Exercise ▸
Below are the entries; output exactly the lines from the one containing "If you wouldn't mind, I'd love your help finding the distant" through the final line, inclusive.

[Material for this task]

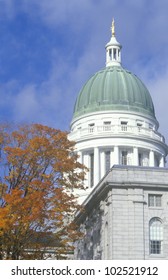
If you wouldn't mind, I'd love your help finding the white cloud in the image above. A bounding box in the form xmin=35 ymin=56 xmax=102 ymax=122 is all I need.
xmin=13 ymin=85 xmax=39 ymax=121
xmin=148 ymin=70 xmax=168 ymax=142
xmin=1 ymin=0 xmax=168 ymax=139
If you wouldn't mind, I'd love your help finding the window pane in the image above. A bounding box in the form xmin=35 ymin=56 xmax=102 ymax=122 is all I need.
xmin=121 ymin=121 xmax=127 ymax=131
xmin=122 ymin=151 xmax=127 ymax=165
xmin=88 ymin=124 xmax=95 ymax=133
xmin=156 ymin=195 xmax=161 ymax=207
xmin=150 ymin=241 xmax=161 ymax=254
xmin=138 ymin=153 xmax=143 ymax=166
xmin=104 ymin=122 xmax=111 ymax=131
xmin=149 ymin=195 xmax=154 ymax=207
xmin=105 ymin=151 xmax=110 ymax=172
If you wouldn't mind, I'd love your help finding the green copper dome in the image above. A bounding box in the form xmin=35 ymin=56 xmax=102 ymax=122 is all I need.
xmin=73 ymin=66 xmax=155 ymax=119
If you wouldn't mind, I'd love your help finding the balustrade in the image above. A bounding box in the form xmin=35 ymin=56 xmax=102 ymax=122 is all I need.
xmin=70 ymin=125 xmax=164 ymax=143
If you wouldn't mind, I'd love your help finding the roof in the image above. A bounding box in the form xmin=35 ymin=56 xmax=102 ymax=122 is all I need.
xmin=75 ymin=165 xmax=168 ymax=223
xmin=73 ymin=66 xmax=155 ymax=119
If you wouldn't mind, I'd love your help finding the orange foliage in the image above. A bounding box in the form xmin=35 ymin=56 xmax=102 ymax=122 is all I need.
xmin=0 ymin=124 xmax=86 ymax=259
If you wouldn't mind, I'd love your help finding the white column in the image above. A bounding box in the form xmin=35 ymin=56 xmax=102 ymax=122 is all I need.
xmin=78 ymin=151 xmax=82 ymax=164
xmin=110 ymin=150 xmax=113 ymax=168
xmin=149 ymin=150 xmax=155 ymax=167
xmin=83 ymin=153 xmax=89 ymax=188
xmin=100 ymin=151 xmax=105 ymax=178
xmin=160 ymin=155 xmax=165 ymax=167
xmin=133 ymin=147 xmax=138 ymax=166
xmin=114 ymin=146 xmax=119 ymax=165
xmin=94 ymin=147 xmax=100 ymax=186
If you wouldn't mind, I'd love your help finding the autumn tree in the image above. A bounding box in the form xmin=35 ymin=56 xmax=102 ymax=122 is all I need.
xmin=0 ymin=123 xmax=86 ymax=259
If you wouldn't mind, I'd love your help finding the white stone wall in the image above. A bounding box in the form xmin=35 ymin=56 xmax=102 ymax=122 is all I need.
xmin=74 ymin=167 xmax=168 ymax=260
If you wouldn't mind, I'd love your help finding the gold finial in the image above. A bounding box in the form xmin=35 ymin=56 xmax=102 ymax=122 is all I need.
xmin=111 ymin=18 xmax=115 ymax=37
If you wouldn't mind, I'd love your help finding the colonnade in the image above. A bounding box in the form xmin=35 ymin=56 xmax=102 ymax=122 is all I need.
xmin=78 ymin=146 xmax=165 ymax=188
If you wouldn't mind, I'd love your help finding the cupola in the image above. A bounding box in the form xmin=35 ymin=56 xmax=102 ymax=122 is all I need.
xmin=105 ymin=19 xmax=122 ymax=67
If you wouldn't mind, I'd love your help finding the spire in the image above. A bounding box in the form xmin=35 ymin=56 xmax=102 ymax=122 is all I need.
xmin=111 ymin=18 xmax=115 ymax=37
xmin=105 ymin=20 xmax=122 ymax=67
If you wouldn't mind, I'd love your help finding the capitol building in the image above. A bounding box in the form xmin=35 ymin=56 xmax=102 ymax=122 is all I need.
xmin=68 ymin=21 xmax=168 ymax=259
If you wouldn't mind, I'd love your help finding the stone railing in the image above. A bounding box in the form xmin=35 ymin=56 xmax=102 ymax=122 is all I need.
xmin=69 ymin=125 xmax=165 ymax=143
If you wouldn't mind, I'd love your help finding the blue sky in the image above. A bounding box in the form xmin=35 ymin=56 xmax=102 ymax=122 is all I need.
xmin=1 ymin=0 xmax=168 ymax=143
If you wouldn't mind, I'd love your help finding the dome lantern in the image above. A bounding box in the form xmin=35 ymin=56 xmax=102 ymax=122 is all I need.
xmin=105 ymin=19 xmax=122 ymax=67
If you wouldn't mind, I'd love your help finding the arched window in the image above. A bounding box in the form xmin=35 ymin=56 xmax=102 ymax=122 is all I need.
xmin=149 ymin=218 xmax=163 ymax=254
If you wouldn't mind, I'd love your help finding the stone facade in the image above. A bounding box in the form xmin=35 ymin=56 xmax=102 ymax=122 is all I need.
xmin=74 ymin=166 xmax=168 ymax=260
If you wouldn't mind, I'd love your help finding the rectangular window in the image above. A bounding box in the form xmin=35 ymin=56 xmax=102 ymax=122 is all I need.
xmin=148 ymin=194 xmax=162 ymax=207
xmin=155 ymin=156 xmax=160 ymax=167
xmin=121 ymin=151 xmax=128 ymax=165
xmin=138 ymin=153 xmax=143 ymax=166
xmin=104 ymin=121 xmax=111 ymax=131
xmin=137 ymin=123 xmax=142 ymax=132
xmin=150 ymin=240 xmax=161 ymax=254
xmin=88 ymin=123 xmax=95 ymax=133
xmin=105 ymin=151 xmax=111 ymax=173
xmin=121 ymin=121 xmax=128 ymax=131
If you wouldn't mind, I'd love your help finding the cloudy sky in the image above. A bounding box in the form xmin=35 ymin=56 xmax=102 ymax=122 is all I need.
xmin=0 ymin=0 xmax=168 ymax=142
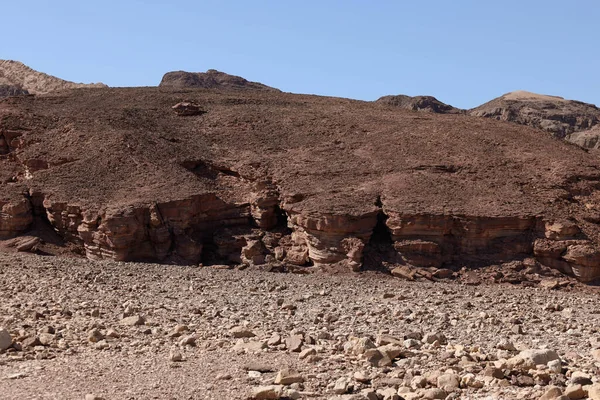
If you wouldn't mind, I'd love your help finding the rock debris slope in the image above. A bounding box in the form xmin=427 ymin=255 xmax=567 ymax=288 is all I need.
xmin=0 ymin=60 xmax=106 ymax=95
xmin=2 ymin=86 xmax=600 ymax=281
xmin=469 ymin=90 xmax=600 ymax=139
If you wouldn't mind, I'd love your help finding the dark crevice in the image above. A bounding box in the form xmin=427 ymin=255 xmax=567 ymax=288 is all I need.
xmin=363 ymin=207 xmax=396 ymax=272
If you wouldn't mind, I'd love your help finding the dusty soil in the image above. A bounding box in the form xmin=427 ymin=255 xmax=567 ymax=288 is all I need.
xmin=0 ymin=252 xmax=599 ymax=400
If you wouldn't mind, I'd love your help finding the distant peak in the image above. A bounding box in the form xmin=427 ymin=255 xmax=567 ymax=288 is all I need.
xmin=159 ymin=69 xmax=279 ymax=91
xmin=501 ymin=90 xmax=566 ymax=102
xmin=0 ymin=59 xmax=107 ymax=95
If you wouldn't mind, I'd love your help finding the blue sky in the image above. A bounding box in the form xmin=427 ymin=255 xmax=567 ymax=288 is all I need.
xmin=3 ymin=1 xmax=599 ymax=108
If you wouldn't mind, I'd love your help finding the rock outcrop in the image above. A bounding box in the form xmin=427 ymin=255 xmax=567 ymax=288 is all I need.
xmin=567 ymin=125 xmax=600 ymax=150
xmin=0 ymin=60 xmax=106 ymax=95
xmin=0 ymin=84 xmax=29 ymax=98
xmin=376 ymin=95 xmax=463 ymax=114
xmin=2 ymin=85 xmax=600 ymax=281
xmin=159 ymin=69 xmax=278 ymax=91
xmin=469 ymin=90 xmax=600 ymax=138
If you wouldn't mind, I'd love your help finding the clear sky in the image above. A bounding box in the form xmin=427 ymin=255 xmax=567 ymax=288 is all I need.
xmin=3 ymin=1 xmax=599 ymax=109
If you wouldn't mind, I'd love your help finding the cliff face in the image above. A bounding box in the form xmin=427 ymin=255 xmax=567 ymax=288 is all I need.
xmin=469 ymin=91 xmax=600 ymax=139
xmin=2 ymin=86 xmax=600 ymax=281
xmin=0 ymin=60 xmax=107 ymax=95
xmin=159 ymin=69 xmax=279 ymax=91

[/Material for this task]

Solution for this task ▸
If you wouldn't mind, I'd love your help finding the distant peak in the image above. A bounding box in the form xmin=427 ymin=255 xmax=567 ymax=288 is all I need.
xmin=159 ymin=69 xmax=279 ymax=91
xmin=501 ymin=90 xmax=566 ymax=102
xmin=0 ymin=59 xmax=107 ymax=95
If you wouldn't mind, I'd love your help finding the blue sky in the image above. A bounding box in the form xmin=427 ymin=255 xmax=567 ymax=288 is all I need.
xmin=3 ymin=1 xmax=599 ymax=108
If you wouldn't mind, I'd love your help finding the rock outcrop in the image above. A bounding box in the form xmin=427 ymin=255 xmax=567 ymax=288 is all I need.
xmin=567 ymin=125 xmax=600 ymax=150
xmin=0 ymin=60 xmax=106 ymax=95
xmin=0 ymin=84 xmax=29 ymax=98
xmin=376 ymin=95 xmax=463 ymax=114
xmin=2 ymin=85 xmax=600 ymax=281
xmin=159 ymin=69 xmax=278 ymax=91
xmin=469 ymin=90 xmax=600 ymax=138
If you wouldn't mind, I'd love your help finding the clear sky in the image above. A bounding box in the form xmin=427 ymin=255 xmax=567 ymax=288 is all I need.
xmin=3 ymin=1 xmax=599 ymax=109
If you wouldn't mind, I'd love your help finding the cliff face in the image above. A bounding box in the form xmin=427 ymin=255 xmax=567 ymax=288 is all I need.
xmin=469 ymin=91 xmax=600 ymax=139
xmin=2 ymin=86 xmax=600 ymax=281
xmin=0 ymin=60 xmax=107 ymax=95
xmin=159 ymin=69 xmax=279 ymax=91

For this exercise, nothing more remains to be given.